START Exercise materials

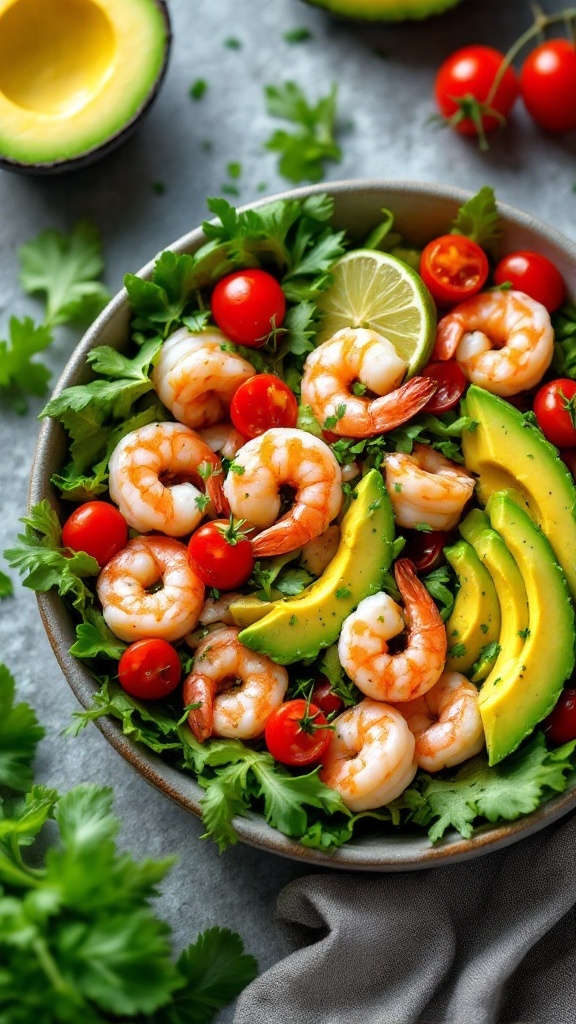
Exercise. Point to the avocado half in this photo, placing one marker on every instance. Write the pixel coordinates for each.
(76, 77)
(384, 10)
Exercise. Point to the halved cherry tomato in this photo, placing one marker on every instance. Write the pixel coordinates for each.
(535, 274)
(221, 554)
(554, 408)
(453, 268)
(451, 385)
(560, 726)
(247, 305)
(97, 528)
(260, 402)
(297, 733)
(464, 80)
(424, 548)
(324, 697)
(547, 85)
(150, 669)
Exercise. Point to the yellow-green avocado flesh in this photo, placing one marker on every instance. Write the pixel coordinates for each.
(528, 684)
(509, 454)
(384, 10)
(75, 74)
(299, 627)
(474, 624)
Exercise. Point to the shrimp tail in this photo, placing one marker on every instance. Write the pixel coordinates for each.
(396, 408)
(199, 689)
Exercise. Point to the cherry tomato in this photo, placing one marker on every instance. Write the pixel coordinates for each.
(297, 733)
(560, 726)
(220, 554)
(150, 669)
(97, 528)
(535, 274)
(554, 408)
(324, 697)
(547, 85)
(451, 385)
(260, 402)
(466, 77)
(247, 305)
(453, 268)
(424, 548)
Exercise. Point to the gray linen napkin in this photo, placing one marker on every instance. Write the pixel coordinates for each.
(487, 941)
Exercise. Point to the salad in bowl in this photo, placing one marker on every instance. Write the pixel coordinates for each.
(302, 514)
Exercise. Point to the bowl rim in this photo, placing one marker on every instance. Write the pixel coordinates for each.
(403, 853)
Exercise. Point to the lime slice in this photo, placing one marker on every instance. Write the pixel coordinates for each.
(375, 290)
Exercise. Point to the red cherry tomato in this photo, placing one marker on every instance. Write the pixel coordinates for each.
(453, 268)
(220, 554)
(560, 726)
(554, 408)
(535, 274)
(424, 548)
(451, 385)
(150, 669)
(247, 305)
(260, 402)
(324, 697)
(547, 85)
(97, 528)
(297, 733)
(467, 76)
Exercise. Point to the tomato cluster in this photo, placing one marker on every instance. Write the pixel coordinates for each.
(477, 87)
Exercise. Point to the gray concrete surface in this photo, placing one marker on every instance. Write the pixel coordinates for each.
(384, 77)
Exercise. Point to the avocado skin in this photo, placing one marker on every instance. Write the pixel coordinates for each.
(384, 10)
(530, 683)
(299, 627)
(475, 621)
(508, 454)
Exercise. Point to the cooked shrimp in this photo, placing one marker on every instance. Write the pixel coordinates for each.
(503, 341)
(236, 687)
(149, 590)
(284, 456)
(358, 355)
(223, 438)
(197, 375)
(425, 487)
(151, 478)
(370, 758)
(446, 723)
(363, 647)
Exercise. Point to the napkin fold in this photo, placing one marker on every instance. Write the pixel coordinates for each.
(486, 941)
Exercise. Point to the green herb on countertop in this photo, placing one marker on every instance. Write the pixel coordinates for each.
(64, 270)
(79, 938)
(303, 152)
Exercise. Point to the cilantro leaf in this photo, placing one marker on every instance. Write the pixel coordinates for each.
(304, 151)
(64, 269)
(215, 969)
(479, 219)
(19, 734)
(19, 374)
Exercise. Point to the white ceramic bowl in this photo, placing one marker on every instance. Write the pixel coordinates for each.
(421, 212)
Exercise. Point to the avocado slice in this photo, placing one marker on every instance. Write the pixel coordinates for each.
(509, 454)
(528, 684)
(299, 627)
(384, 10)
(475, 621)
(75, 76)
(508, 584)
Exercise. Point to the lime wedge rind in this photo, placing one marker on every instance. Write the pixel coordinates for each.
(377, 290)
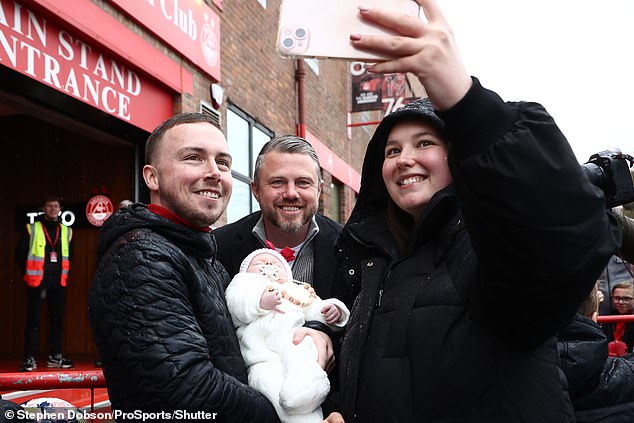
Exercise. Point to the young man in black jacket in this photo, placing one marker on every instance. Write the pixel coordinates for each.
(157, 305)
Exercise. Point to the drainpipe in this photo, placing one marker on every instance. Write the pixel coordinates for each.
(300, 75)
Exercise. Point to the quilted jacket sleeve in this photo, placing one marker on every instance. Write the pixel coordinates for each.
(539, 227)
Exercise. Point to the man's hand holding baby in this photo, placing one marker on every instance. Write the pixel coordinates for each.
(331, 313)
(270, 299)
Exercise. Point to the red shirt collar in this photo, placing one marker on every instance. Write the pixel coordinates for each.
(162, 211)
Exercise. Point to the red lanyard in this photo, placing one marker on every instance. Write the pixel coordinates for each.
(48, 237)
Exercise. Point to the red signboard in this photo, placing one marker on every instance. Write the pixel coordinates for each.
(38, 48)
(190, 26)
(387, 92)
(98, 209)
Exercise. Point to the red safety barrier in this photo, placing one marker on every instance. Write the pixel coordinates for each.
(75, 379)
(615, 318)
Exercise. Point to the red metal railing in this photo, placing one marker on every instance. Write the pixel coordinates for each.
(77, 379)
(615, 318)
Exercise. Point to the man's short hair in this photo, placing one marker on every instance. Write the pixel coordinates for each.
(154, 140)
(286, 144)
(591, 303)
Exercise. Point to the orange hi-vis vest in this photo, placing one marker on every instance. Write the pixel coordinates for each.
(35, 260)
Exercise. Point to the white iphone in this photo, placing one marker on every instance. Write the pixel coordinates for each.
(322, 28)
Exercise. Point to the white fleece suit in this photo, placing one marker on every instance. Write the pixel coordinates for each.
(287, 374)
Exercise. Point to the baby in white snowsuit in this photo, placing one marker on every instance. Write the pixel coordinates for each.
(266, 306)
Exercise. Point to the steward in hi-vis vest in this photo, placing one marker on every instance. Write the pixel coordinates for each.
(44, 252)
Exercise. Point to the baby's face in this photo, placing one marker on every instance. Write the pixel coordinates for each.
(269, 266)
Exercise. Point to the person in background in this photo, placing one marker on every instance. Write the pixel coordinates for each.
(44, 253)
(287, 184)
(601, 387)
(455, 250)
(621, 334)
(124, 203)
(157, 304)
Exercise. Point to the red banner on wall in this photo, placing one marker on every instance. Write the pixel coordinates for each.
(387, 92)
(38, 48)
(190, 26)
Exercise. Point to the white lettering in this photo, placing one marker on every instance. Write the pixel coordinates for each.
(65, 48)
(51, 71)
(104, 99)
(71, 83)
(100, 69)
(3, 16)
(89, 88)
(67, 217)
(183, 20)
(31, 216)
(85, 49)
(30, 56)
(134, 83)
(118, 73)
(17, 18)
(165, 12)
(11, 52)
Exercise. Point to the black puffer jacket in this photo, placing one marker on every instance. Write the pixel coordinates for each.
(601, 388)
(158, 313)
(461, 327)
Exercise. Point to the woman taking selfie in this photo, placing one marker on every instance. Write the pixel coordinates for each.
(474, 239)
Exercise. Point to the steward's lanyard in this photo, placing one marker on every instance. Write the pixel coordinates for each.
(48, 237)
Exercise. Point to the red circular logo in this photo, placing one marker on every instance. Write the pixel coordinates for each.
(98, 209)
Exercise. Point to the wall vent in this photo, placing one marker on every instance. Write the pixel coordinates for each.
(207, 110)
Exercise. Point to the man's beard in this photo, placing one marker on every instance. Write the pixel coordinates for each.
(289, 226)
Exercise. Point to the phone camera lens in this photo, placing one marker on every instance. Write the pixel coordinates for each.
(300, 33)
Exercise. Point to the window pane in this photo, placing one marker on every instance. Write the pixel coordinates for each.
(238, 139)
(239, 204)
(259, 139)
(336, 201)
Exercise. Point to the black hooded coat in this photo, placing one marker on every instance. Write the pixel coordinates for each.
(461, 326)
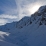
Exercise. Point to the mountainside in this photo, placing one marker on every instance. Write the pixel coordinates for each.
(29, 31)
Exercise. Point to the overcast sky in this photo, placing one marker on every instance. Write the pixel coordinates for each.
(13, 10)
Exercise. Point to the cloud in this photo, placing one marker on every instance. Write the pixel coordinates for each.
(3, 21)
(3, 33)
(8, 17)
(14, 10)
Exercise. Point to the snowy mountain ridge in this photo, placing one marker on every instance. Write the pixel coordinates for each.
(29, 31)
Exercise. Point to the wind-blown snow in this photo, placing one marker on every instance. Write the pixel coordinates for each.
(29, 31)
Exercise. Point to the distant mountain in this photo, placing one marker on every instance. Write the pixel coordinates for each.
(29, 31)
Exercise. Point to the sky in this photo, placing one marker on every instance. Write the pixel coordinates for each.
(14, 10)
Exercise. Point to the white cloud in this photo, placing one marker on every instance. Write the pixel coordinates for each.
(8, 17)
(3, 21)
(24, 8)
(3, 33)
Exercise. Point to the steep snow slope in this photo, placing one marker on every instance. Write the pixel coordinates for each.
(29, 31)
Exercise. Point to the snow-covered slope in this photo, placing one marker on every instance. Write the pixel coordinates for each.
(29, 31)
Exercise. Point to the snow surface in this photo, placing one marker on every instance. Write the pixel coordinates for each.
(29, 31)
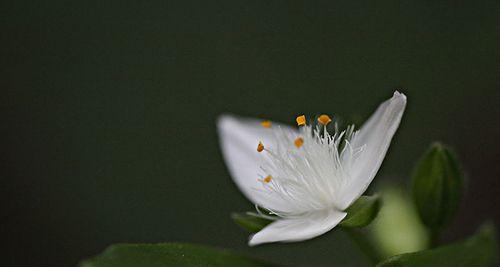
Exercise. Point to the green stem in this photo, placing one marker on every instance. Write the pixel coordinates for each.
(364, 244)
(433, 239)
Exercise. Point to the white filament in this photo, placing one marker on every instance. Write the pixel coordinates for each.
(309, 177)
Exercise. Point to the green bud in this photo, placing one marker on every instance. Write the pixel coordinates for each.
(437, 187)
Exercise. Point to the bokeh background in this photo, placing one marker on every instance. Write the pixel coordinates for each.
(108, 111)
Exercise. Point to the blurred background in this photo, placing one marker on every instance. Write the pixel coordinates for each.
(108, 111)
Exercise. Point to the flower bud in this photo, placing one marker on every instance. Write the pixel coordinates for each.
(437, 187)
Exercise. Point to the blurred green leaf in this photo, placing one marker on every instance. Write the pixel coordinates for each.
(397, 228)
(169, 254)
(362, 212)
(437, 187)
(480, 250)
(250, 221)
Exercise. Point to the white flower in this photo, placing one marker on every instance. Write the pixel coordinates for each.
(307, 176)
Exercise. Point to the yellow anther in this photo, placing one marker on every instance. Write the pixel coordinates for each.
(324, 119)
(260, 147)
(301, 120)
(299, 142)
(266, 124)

END Exercise materials

Quote exactly and only the lines from the one holding "Exercise. Point to the white filament" through the end of the data.

Exercise. Point to the white filament in this photo, placing one marker on every instance. Write the pixel coordinates for each.
(309, 177)
Exercise. Point to the green bud in this photo, placing one marker on every instance. Write the pixel coordinates for each.
(437, 187)
Exercise. Point to the bokeh background in this photo, placing one marker on every instance. Write the pixel coordinates for each.
(108, 111)
Exercise. Point to the blurred background in this photo, placing one marker on every instance. Write the pixel coordinates for each.
(108, 111)
Exercise. Point to the flower bud in this photo, placing one marker on every instance. Write the pixel coordinates for each.
(437, 187)
Exercise. Point to the blurred green leaf in this photo, placing one marker on every instance. Write the pixel coordinates for each.
(397, 228)
(169, 254)
(362, 212)
(437, 187)
(480, 250)
(250, 221)
Exercise. Point to the white flower in this photo, placing one marker on every instance. Write the pixel coordinates for each.
(307, 176)
Exercise. Point to the yellow anther in this photo, placing one marker on every instance. Write the pixel coordinates for each.
(324, 119)
(260, 147)
(301, 120)
(299, 142)
(266, 124)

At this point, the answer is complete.